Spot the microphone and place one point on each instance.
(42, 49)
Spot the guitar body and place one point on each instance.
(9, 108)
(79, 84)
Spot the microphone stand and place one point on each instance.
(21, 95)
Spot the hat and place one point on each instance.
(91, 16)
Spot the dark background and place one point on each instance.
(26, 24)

---

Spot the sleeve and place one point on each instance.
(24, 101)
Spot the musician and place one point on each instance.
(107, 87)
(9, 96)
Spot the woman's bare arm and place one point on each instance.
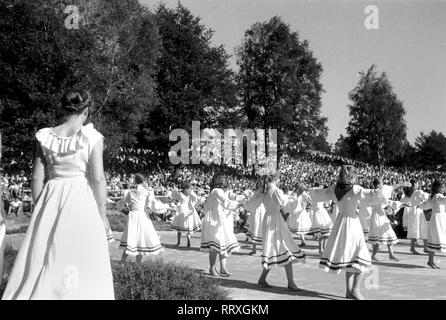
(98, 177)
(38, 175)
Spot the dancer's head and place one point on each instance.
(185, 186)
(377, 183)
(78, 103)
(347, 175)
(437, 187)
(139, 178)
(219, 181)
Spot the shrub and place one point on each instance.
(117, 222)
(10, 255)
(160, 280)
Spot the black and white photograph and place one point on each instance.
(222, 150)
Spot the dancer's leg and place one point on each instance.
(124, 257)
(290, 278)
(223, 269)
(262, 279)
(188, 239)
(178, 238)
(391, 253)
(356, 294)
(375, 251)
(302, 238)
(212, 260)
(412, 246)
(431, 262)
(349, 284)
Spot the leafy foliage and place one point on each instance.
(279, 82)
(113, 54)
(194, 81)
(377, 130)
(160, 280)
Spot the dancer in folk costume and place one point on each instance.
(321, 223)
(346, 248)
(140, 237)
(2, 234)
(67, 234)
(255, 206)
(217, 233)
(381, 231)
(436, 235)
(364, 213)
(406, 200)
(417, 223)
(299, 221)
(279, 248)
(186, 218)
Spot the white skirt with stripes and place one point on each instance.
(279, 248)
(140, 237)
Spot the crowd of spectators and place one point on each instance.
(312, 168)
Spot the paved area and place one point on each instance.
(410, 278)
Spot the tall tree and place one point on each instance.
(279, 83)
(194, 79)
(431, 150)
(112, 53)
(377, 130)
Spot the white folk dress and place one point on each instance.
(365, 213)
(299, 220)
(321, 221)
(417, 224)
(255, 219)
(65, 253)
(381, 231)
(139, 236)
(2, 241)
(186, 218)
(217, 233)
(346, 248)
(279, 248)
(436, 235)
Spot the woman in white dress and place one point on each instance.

What is needed:
The response should hold exactly the lines starting at the line with "Spot the paved" and ending at the line with "Spot the woman in", and no other line of the material above.

Exercise result:
Spot the paved area and place one point on each instance.
(410, 278)
Spot the tall tree and place one point on each instance.
(279, 83)
(194, 79)
(431, 150)
(112, 53)
(377, 130)
Spot the white folk dress and place one point on each instance.
(365, 213)
(299, 220)
(321, 221)
(417, 224)
(255, 219)
(65, 253)
(381, 231)
(139, 236)
(2, 241)
(186, 218)
(217, 233)
(346, 248)
(279, 248)
(436, 235)
Spot the woman in white dress and place one point on each instance.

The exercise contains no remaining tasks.